═════ EXERCISE INPUT

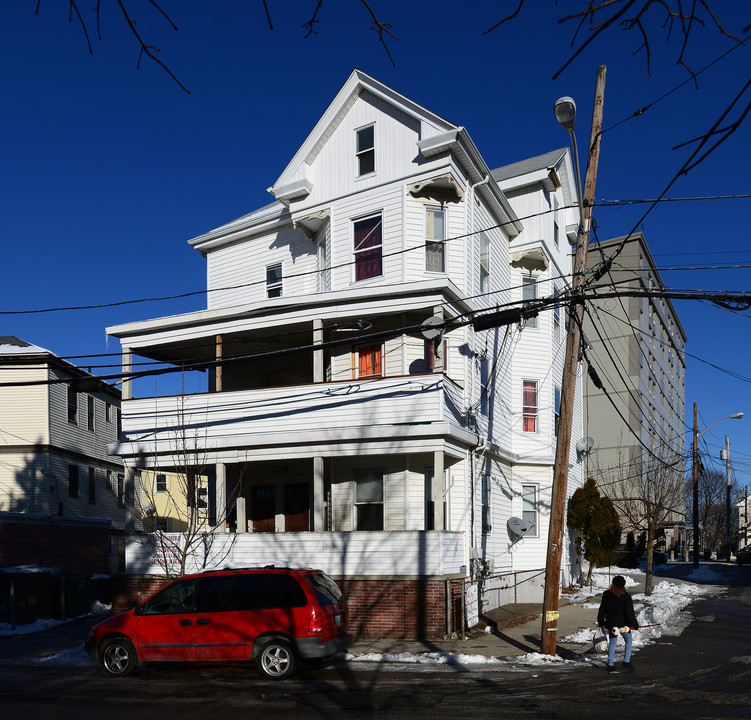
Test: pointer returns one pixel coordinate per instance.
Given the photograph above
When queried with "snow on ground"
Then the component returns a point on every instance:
(664, 608)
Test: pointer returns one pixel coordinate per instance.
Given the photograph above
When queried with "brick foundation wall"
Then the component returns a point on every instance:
(394, 609)
(75, 549)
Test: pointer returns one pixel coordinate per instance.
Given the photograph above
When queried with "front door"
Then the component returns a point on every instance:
(263, 508)
(296, 508)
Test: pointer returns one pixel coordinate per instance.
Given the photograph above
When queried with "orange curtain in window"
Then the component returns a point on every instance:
(368, 360)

══════════

Echo the items above line for line, leaving out the picture.

Test: pointer returns one pixel coordinate per instance.
Given the photograph above
When queried with "snow on ground"
Then the component returns a point on every instance:
(664, 608)
Test: pointer returns one pixel coordinate per instance.
Given the photograph above
When queried with "brick foundation wall"
Then the component returns a point on every instance:
(394, 609)
(75, 549)
Test: pointer returns one pixel coordinate per instance.
Given the photograph above
When queried with "front door"
Then the component returns a point on every instance:
(263, 508)
(296, 508)
Test: pointer returns one pixel coordinate per instance.
Given the photograph above
When queried with "orange curtain in window"
Then the component returns a point on every instance:
(368, 360)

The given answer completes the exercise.